> Stored records:

---+---

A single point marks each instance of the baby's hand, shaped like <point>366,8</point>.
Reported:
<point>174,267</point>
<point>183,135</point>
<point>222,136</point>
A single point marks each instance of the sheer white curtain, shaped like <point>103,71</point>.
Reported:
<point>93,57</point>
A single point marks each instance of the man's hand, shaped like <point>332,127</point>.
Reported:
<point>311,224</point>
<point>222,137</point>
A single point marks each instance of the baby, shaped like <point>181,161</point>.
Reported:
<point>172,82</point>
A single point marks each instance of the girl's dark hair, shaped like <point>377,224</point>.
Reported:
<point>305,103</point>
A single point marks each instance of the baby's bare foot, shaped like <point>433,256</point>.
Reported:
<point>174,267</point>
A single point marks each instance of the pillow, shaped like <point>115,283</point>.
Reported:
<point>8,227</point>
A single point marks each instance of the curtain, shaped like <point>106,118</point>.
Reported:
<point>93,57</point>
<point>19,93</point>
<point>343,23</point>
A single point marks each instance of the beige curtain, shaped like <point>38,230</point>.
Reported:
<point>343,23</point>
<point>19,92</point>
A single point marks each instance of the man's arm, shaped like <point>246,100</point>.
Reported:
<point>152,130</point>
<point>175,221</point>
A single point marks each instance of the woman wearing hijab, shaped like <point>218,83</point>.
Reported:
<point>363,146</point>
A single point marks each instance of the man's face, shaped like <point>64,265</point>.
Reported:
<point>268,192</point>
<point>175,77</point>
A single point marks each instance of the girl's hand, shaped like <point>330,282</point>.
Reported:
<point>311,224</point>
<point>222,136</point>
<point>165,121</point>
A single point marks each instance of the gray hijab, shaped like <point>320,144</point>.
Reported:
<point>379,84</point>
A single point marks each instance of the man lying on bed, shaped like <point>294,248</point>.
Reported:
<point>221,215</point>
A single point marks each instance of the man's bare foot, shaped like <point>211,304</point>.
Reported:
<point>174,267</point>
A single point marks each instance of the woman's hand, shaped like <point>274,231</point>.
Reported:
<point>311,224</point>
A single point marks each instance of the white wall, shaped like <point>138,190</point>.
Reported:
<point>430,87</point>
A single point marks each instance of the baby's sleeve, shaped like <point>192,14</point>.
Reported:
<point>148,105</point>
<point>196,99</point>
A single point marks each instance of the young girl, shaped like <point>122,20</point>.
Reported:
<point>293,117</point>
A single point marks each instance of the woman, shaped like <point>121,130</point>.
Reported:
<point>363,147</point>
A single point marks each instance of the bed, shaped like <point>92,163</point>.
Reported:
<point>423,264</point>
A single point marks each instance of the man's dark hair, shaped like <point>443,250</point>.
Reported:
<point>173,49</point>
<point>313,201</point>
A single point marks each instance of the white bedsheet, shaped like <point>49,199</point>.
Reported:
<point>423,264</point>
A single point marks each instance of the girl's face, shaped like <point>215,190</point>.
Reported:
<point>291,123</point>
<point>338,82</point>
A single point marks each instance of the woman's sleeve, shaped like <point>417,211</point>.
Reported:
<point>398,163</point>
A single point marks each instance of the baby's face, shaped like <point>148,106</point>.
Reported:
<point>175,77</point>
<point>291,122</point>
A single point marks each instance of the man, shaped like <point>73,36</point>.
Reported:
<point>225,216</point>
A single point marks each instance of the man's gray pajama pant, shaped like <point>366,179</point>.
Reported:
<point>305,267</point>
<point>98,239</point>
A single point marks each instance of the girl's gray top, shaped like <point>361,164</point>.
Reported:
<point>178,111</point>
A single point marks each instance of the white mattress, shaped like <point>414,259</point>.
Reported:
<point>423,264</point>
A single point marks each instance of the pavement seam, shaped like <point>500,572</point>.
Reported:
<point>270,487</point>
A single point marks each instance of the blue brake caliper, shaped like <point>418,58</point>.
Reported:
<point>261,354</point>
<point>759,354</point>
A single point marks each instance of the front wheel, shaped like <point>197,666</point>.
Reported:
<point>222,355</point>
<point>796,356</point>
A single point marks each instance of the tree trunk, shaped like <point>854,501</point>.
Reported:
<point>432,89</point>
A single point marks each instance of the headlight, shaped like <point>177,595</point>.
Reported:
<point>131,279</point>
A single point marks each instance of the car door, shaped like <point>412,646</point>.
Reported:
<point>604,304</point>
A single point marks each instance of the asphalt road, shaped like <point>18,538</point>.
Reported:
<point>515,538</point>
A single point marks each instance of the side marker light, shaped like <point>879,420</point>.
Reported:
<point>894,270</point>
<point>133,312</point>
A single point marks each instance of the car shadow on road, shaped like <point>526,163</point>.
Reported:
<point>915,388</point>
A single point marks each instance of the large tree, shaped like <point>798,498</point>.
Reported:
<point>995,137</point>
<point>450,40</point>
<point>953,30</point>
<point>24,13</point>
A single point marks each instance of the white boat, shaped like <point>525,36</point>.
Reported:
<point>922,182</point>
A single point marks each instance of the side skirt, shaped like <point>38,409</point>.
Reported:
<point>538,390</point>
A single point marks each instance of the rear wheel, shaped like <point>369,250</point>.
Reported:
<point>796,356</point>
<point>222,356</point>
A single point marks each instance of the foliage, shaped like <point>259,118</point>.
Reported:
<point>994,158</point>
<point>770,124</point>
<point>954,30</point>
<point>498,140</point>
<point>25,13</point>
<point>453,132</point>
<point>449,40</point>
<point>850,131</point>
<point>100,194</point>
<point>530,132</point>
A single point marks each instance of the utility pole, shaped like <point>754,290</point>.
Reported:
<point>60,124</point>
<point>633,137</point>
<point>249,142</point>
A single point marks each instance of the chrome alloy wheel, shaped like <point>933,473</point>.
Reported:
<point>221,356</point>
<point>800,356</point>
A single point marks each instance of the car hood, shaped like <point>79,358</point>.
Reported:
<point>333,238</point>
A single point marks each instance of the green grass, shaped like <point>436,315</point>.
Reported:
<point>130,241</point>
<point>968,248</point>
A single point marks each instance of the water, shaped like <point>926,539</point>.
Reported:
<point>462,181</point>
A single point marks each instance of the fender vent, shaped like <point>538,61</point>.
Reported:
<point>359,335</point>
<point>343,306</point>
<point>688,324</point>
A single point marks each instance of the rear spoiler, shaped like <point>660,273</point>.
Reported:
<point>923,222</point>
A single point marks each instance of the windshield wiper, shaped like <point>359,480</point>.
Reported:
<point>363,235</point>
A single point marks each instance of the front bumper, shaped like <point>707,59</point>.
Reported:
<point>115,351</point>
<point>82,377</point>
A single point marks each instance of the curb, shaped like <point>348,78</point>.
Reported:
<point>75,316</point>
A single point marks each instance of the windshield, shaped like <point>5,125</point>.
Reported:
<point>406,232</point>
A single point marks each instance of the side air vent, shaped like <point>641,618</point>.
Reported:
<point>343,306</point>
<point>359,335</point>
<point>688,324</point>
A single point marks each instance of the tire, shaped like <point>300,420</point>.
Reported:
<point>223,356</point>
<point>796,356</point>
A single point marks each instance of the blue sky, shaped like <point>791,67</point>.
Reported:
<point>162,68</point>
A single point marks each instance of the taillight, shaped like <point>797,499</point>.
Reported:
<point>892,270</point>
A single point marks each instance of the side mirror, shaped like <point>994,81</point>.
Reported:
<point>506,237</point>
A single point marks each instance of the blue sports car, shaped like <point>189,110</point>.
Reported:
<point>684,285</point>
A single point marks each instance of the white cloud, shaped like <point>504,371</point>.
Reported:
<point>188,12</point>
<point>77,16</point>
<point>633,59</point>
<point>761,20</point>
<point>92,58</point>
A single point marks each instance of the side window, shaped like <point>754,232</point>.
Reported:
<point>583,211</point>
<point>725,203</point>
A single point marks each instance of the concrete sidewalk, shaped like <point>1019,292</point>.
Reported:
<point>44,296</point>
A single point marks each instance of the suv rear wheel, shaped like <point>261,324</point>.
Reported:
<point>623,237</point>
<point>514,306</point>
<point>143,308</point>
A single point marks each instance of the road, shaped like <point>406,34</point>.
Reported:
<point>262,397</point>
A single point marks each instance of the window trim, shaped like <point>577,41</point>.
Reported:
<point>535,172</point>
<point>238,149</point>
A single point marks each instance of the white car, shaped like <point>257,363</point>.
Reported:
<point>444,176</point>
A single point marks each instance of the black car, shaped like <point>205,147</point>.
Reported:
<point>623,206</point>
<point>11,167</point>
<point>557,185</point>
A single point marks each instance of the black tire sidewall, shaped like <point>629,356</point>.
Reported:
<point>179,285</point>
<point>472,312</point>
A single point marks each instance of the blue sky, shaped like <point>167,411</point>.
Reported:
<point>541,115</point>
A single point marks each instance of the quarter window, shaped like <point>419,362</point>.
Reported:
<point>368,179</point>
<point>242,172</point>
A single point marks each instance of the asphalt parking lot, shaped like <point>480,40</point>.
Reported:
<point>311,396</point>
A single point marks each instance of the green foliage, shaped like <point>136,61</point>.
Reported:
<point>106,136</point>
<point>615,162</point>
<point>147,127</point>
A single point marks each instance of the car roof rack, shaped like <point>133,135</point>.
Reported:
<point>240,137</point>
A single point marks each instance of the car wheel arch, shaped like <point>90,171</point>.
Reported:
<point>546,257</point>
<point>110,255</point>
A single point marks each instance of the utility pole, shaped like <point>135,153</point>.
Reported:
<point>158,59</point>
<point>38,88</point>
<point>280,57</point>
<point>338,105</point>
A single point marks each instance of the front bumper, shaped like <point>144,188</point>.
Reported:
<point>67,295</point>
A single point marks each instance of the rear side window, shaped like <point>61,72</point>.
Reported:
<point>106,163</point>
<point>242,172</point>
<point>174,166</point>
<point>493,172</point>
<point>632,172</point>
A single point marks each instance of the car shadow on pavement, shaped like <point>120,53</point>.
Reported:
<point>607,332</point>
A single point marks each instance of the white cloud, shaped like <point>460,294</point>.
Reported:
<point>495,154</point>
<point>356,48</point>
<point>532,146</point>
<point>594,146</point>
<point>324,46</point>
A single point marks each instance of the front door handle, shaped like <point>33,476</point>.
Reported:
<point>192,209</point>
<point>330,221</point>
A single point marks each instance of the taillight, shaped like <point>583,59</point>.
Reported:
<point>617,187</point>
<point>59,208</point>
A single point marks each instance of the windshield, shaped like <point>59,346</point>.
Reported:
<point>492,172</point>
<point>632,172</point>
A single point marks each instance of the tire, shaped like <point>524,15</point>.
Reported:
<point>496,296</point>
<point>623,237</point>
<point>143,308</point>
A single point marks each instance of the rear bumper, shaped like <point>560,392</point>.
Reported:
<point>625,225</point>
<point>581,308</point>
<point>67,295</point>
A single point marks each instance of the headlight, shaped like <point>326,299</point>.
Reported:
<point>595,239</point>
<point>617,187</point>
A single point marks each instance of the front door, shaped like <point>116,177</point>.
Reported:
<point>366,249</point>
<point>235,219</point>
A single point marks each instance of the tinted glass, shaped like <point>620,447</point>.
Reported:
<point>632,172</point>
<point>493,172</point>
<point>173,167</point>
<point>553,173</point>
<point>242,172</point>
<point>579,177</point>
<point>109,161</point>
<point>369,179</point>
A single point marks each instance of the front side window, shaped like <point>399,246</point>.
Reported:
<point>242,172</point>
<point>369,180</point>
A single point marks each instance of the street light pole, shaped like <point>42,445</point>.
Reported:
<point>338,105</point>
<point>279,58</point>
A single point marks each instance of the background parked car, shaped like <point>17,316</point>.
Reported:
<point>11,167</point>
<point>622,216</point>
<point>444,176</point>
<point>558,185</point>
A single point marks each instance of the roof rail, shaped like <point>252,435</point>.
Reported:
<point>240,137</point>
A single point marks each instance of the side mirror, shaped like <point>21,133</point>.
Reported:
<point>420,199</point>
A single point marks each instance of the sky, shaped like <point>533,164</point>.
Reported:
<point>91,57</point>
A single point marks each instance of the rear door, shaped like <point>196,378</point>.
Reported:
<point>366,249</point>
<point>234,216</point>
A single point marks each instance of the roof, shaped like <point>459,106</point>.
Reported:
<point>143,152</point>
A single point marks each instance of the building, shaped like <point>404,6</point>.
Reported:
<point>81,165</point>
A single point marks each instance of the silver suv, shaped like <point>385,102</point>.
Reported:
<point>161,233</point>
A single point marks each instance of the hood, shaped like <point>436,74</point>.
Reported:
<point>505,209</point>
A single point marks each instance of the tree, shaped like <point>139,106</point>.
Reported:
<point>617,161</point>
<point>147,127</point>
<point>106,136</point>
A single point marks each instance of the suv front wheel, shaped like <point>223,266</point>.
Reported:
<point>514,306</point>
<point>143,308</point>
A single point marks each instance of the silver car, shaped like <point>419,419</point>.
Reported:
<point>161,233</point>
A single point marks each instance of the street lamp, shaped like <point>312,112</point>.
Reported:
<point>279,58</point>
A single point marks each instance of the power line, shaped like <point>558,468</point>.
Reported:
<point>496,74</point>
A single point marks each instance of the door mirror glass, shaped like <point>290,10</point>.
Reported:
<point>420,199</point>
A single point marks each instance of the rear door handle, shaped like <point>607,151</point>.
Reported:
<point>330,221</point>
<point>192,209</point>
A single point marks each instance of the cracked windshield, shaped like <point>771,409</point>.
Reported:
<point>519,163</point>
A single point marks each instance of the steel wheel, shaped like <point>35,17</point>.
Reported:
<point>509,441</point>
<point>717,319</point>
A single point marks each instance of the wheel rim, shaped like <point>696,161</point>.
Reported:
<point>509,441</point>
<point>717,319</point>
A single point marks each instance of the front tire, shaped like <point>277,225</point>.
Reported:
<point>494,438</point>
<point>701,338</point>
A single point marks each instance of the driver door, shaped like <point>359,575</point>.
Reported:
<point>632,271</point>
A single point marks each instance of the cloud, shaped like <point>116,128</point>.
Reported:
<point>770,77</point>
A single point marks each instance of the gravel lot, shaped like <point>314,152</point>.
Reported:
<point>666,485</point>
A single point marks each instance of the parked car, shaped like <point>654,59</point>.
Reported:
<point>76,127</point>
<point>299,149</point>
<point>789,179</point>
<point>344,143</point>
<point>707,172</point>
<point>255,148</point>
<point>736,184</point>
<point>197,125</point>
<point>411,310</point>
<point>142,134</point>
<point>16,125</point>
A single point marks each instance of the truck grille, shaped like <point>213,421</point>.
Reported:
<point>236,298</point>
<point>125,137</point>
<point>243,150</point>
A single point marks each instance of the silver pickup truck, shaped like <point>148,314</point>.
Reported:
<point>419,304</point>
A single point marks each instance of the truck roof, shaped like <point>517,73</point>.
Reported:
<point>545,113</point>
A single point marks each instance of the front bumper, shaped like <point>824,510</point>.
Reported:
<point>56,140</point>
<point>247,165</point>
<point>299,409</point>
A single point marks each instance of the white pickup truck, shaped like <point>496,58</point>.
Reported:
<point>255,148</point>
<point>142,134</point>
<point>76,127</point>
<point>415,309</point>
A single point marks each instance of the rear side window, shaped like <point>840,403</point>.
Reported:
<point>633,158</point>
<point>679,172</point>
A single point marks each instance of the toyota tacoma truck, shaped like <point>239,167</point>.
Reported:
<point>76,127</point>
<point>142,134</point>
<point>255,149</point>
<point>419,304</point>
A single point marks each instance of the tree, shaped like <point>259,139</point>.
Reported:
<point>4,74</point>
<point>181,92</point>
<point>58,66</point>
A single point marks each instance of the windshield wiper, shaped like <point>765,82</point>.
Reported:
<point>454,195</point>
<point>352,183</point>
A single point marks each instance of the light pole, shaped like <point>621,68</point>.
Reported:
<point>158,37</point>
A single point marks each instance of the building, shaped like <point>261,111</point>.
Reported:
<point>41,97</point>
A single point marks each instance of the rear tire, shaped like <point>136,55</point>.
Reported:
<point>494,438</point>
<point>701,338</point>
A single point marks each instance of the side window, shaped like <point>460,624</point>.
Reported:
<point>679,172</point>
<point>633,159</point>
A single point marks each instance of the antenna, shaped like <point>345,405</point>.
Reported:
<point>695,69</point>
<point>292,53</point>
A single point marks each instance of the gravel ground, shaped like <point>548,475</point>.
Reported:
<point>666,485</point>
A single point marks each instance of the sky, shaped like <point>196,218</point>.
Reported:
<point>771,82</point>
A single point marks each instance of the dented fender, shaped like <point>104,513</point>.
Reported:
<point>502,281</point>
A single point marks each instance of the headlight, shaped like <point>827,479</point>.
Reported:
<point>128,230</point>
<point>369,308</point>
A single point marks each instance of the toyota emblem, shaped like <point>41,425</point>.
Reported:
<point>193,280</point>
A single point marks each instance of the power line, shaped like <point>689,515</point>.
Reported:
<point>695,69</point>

---+---

> Task goal: Repeat only the stretch of lines that opens with the line containing "A single point marks each instance of the gravel ground, shaped" and closes with the final line of the entries, both included, exactly as written.

> Answer to the task:
A single point marks each instance of the gravel ground, shaped like <point>548,475</point>.
Reported:
<point>666,485</point>
A single point marks each instance of the sky, shaped like <point>196,218</point>.
Reported:
<point>771,82</point>
A single point marks each instance of the dented fender, shaped like <point>104,513</point>.
Reported:
<point>502,281</point>
A single point marks each instance of the headlight, shaped like <point>827,479</point>.
Reported:
<point>128,230</point>
<point>369,308</point>
A single point marks each instance of the toyota emblem, shaped like <point>41,425</point>.
Reported:
<point>193,280</point>
A single point marks each instance of the power line, shaped like <point>689,515</point>.
Reported:
<point>695,69</point>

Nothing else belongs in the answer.